**Exercises**
• a. Answer these questions from the fudge rage piece:
(i) Which three conditions does it call well-documented in medical journals?
(ii) What has to be eaten before smells of overheated cocoa start spilling out of kitchens?
(iii) What are victims of fudge rage lulled into?
• b. Output the fudge rage piece word for word from "Medical science doesn't" to "nasty side effects.".

**Excerpt**
I'm sorry if I've snapped at anyone this week, but I'm experiencing fudge rage.
Medical science doesn't have a lot to say about this condition, so I guess it's up to me to spread the word.
You've experienced sugar highs? Caffeine rushes? MSG sweats? These are all well-documented in medical journals. But no one bothers much with fudge and its nasty side effects.
This may not be how a doctor would do it, but if I had to describe fudge rage, it would go something like this:
As soon as the last post-Thanksgiving turkey sandwich has been consumed, smells of overheated cocoa start spilling out of kitchens everywhere. It is my well-reasoned medical opinion that fudge rage starts in the nose, but it would take a highly scientific -- and expensive -- controlled study to prove my theory.
At the outset, fudge rage puts no one in immediate danger. As a matter of fact, victims of fudge rage are lulled into a serene sense of longing for melting chocolate. This is how fudge rage spreads: first the nose, then the mouth.

**The data**
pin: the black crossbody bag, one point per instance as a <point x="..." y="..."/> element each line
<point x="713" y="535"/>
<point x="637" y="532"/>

**Solutions by task**
• a.
(i) Sugar highs, caffeine rushes and MSG sweats.
(ii) The last post-Thanksgiving turkey sandwich.
(iii) A serene sense of longing for melting chocolate.

• b.
Medical science doesn't have a lot to say about this condition, so I guess it's up to me to spread the word.
You've experienced sugar highs? Caffeine rushes? MSG sweats? These are all well-documented in medical journals. But no one bothers much with fudge and its nasty side effects.